_WHAT IS BEING ASKED_: Every record below, from the first line to the last, is to be set down again exactly.

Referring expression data
· · · ·
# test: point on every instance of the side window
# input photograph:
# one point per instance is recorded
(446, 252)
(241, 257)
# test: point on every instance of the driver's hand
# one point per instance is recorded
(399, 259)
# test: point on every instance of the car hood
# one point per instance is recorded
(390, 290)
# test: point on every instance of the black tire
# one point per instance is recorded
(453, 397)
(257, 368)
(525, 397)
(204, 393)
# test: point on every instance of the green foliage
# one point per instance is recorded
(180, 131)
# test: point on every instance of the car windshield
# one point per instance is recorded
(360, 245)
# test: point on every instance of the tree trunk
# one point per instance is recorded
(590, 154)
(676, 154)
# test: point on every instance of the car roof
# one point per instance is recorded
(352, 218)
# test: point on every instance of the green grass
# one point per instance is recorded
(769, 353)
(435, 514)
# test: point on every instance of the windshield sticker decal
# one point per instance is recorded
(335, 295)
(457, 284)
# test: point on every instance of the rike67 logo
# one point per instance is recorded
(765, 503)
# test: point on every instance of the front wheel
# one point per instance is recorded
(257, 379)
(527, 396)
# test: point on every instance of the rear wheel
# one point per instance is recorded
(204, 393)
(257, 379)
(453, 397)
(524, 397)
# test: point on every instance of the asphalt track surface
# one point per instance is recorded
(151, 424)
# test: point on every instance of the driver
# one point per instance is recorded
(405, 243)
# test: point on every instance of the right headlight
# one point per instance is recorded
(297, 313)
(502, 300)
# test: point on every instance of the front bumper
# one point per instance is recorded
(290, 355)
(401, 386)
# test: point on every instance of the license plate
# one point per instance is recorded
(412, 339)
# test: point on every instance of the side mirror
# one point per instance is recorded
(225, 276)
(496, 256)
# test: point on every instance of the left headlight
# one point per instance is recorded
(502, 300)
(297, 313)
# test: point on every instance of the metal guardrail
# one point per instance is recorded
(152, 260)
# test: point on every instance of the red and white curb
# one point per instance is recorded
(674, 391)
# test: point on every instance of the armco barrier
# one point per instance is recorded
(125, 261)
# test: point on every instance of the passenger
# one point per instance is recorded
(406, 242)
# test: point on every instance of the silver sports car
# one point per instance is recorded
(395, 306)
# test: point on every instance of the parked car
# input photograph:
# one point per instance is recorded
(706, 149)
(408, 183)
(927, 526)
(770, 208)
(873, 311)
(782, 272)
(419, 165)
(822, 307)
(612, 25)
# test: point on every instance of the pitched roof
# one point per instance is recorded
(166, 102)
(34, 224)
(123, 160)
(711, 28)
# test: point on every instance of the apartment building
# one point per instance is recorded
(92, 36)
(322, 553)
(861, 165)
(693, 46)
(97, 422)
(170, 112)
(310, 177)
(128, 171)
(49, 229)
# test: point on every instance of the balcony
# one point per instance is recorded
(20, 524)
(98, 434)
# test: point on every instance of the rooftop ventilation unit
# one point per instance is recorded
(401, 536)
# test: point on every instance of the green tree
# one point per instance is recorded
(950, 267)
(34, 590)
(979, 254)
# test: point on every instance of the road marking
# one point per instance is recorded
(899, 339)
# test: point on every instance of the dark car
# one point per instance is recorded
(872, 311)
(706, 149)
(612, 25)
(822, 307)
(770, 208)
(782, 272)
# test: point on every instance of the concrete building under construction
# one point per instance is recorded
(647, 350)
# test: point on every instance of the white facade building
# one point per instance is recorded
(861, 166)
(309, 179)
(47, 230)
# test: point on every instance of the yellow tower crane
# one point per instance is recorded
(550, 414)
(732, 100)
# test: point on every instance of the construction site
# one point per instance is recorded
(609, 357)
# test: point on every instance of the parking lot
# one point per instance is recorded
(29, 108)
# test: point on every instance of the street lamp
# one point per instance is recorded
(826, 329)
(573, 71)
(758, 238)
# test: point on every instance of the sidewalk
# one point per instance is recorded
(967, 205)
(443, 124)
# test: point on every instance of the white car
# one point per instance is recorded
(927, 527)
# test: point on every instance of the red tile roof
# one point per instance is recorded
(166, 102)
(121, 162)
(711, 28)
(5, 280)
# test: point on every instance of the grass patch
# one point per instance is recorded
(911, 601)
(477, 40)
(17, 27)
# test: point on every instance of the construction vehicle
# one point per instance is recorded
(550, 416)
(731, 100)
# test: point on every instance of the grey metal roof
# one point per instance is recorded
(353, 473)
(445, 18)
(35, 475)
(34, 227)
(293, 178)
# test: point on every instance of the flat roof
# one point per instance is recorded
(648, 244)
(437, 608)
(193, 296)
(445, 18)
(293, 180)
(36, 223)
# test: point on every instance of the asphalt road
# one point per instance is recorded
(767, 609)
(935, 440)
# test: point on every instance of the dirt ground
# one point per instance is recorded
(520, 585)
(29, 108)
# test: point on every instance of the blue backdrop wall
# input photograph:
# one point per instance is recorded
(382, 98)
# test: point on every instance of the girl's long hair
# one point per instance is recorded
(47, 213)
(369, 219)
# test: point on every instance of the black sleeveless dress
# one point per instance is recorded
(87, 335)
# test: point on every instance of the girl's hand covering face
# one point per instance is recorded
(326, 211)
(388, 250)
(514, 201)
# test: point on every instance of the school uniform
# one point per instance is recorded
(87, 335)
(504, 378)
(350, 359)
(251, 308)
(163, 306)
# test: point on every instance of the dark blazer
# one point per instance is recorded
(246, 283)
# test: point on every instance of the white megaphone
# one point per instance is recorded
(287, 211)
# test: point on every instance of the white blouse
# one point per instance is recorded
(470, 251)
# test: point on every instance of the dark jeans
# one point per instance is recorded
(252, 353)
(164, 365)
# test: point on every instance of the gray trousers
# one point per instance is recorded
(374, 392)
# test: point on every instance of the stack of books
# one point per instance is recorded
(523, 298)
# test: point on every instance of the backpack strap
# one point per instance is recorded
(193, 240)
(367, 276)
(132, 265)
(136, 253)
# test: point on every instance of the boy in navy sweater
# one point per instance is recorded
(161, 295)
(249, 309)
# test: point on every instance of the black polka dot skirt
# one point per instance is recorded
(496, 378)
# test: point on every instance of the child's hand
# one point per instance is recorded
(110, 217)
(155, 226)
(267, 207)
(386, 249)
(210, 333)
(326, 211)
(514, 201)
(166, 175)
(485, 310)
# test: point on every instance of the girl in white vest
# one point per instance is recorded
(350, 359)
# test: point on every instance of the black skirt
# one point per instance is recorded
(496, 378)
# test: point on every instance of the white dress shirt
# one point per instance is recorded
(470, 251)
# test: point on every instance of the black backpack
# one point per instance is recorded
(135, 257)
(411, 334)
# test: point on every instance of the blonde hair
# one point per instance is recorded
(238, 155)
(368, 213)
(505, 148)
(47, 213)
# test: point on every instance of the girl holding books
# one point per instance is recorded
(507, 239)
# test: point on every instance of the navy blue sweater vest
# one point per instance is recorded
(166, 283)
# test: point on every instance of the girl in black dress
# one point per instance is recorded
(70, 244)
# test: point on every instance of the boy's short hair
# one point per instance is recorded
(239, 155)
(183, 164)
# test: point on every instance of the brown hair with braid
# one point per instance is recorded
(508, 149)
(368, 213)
· · · ·
_ANSWER FOR THIS EXERCISE_:
# test: point on every instance of the side window
# input photograph:
# one point per instance is recorded
(446, 252)
(241, 257)
# test: point on every instance of the driver's hand
# one point per instance is recorded
(399, 259)
# test: point on every instance of the car hood
# one point per instance is recorded
(390, 290)
# test: point on every instance of the black tire
# one point per instance is recorded
(453, 397)
(257, 368)
(525, 397)
(204, 393)
# test: point on every instance of the green foliage
# one point per instance is recorded
(180, 131)
# test: point on every instance of the car windshield
# one point per instance is recorded
(360, 245)
# test: point on every instance of the tree trunk
# one point per instance is recorded
(590, 154)
(676, 154)
# test: point on every instance of the car roof
# one point per instance is recorded
(352, 218)
# test: point on every instance of the green grass
# one point per instance is recorded
(769, 353)
(435, 514)
# test: point on every instance of the windshield sticker decal
# one point per instance is recorded
(335, 295)
(457, 284)
# test: point on every instance of the rike67 logo
# one point per instance is recorded
(765, 503)
# test: point on every instance of the front wheel
# one point per instance is recorded
(257, 379)
(527, 396)
# test: point on every instance of the rear wheel
# one point per instance is recorded
(204, 393)
(257, 379)
(453, 397)
(524, 397)
# test: point on every instance of the asphalt track surface
# one point per instance is recorded
(151, 424)
# test: point on every instance of the driver
# one point per instance is recorded
(405, 243)
# test: point on every instance of the right headlight
# one point per instance is recorded
(297, 313)
(502, 300)
# test: point on every instance of the front bumper
# one point per instance is recorded
(290, 355)
(401, 386)
# test: point on every instance of the license plate
# one point per instance is recorded
(412, 339)
# test: point on every instance of the side mirror
# one point per instance is recorded
(225, 276)
(496, 256)
# test: point on every instance of the left headlight
# one point per instance is recorded
(502, 300)
(297, 313)
# test: point on every instance of the metal guardrail
# one point per instance is recorded
(152, 260)
# test: point on every instance of the red and white curb
# one point per instance is recorded
(674, 391)
# test: point on every instance of the armco barrier
# one point per instance is recorded
(125, 261)
# test: point on every instance of the passenger
# one point per instance is recorded
(406, 242)
# test: point on every instance of the silver sports car
# one point per instance is recorded
(395, 306)
# test: point on every instance of the parked car
# input photograph:
# one point per instance is recorded
(706, 149)
(408, 183)
(927, 526)
(770, 208)
(873, 311)
(782, 272)
(419, 165)
(822, 307)
(612, 25)
# test: point on every instance of the pitched roof
# one point per instance is recorded
(166, 102)
(34, 224)
(123, 160)
(711, 28)
# test: point on every instance of the apartment building
# one point per instance is recorded
(92, 36)
(322, 553)
(861, 165)
(693, 46)
(97, 422)
(170, 112)
(310, 177)
(128, 171)
(49, 229)
# test: point on every instance of the balcony
# one point per instance is recorded
(20, 524)
(98, 434)
# test: point on every instance of the rooftop ventilation unit
# one point per instance is recorded
(401, 536)
# test: point on every instance of the green tree
# one point per instance is recorded
(950, 267)
(34, 590)
(979, 254)
# test: point on every instance of the road marking
# one point per instance is recorded
(899, 339)
# test: point on every instance of the dark car
# one point per instance is recorded
(872, 311)
(706, 149)
(612, 25)
(822, 307)
(770, 208)
(782, 272)
# test: point on every instance of the concrete building under construction
# one point per instance is recorded
(647, 350)
# test: point on every instance of the white facade building
# one point per instance is recorded
(861, 166)
(309, 179)
(47, 230)
# test: point on every instance of the yellow tower crane
# one point per instance is recorded
(550, 414)
(732, 100)
# test: point on every instance of the construction site
# one point per instance is recorded
(609, 357)
# test: point on every instance of the parking lot
# one point per instance is recorded
(29, 108)
# test: point on every instance of the street lamp
# one point per instance is recorded
(826, 329)
(573, 71)
(758, 238)
# test: point on every instance of the sidewalk
# one point per instance is recorded
(967, 205)
(443, 124)
# test: point on every instance of the white car
# one point per instance is recorded
(927, 527)
# test: point on every instance of the red tile roof
# one point per instance is recorded
(166, 102)
(121, 162)
(711, 28)
(5, 280)
# test: point on every instance of the grass patch
# one point per instance is recorded
(911, 601)
(477, 40)
(17, 27)
# test: point on every instance of the construction vehicle
# one point per instance is recorded
(550, 416)
(731, 100)
# test: point on every instance of the grey metal roof
# one point per instance is recorded
(353, 473)
(445, 18)
(35, 475)
(34, 227)
(293, 178)
# test: point on every instance of the flat roof
# one point per instance is recorded
(648, 244)
(437, 608)
(193, 296)
(445, 18)
(293, 180)
(36, 223)
# test: point on every instance of the asphalt road
# one point per instance is recorded
(767, 609)
(935, 440)
# test: point on every instance of the dirt ground
# one point per instance is recorded
(520, 585)
(29, 108)
# test: point on every instance of the blue backdrop wall
# input photograph:
# one point per instance is recorded
(382, 98)
# test: point on every instance of the girl's long hair
# one point per instance is recorded
(47, 213)
(369, 219)
# test: point on every instance of the black sleeveless dress
# one point per instance is recorded
(87, 335)
# test: point on every instance of the girl's hand covering face
# one point per instance is recorded
(326, 211)
(388, 250)
(514, 201)
# test: point on every instance of the school uniform
# one point per instance is recorded
(87, 335)
(504, 378)
(350, 359)
(251, 308)
(163, 306)
# test: point on every instance of the dark blazer
# one point per instance is recorded
(246, 283)
# test: point on every instance of the white megaphone
# one point per instance is recorded
(287, 211)
# test: point on every instance of the white blouse
# one point per instance is recorded
(470, 251)
# test: point on every instance of the dark jeans
# one point per instance is recorded
(252, 353)
(164, 365)
# test: point on every instance of the gray trousers
# one point per instance is recorded
(374, 392)
# test: point on every instance of the stack of books
# one point per instance is recorded
(523, 298)
# test: point on every instance of the backpack strap
# one point per instance is recorded
(193, 240)
(367, 276)
(132, 265)
(136, 253)
# test: point on every instance of the boy in navy sweater
# one point per instance is recorded
(161, 295)
(249, 309)
# test: point on every instance of the black polka dot skirt
# one point per instance is recorded
(496, 378)
# test: point on every instance of the child's hand
# one point per instance is recorded
(110, 217)
(155, 226)
(267, 207)
(386, 249)
(210, 333)
(326, 211)
(514, 201)
(166, 175)
(485, 310)
# test: point on every instance of the girl in white vest
# one point per instance is recorded
(350, 359)
# test: point on every instance of the black skirt
# one point per instance is recorded
(496, 378)
# test: point on every instance of the white dress shirt
# one point per instance is recorded
(470, 251)
# test: point on every instance of the black backpack
# one point per instance is recorded
(135, 257)
(411, 334)
# test: point on every instance of the blonde hair
# one point per instance is recorded
(238, 155)
(368, 213)
(505, 148)
(47, 213)
# test: point on every instance of the girl holding books
# one point per instance is recorded
(507, 239)
# test: point on every instance of the navy blue sweater vest
# one point per instance is recorded
(166, 283)
# test: point on every instance of the girl in black dress
# one point per instance is recorded
(70, 244)
# test: point on every instance of the boy's short hair
# one point per instance is recorded
(239, 155)
(183, 164)
# test: point on every instance of the brown hair with braid
# one point per instance is recorded
(508, 149)
(368, 213)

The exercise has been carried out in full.